How many lines in the items below contain the string "lane"? Case counts, and your reply should be only the number.

** BEGIN Material to process **

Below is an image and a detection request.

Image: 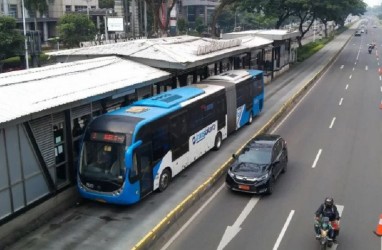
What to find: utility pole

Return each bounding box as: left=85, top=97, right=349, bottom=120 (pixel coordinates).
left=3, top=0, right=9, bottom=16
left=21, top=0, right=29, bottom=69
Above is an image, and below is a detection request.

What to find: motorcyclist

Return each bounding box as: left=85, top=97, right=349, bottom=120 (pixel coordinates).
left=314, top=197, right=340, bottom=243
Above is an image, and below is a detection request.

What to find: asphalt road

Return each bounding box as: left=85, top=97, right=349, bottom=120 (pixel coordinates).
left=8, top=23, right=364, bottom=250
left=158, top=24, right=382, bottom=250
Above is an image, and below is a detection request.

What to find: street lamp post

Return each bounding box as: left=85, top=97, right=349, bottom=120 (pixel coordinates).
left=21, top=0, right=29, bottom=69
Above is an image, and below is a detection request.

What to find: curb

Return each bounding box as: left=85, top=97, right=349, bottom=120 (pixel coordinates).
left=132, top=31, right=352, bottom=250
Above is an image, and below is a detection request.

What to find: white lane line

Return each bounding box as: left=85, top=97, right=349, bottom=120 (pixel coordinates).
left=336, top=204, right=344, bottom=217
left=217, top=197, right=259, bottom=250
left=329, top=117, right=336, bottom=128
left=161, top=183, right=225, bottom=250
left=312, top=148, right=322, bottom=168
left=273, top=210, right=294, bottom=250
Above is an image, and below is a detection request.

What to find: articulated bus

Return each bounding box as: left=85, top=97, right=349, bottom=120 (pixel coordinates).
left=77, top=70, right=264, bottom=204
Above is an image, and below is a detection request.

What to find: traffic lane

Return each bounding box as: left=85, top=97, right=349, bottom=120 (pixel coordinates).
left=158, top=183, right=253, bottom=250
left=159, top=35, right=358, bottom=249
left=161, top=66, right=350, bottom=249
left=221, top=36, right=380, bottom=249
left=280, top=44, right=382, bottom=249
left=224, top=51, right=358, bottom=249
left=328, top=61, right=382, bottom=249
left=5, top=32, right=352, bottom=249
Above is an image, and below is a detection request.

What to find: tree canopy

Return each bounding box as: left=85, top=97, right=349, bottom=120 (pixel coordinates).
left=0, top=16, right=24, bottom=60
left=211, top=0, right=366, bottom=36
left=98, top=0, right=115, bottom=9
left=57, top=14, right=96, bottom=48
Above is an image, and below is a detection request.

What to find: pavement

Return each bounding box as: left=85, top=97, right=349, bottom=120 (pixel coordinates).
left=0, top=23, right=354, bottom=249
left=133, top=25, right=354, bottom=249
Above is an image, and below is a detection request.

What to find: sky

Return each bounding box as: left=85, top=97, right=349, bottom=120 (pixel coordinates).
left=363, top=0, right=382, bottom=7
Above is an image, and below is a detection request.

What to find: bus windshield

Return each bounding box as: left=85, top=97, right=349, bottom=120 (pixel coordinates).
left=79, top=141, right=125, bottom=183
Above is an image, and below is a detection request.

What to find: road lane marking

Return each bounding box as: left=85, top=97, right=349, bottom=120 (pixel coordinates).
left=161, top=183, right=225, bottom=250
left=312, top=148, right=322, bottom=168
left=217, top=197, right=259, bottom=250
left=336, top=204, right=344, bottom=217
left=329, top=117, right=336, bottom=128
left=273, top=210, right=294, bottom=250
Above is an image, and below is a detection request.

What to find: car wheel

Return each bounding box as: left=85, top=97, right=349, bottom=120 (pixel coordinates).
left=248, top=110, right=253, bottom=125
left=214, top=132, right=223, bottom=150
left=267, top=176, right=275, bottom=195
left=158, top=168, right=171, bottom=192
left=281, top=162, right=288, bottom=174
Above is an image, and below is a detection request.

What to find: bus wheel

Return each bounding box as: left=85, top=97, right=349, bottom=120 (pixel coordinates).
left=159, top=168, right=171, bottom=192
left=248, top=111, right=253, bottom=125
left=214, top=132, right=223, bottom=150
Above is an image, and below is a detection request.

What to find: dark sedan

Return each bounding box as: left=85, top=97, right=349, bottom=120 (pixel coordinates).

** END Material to process **

> [Full solution] 3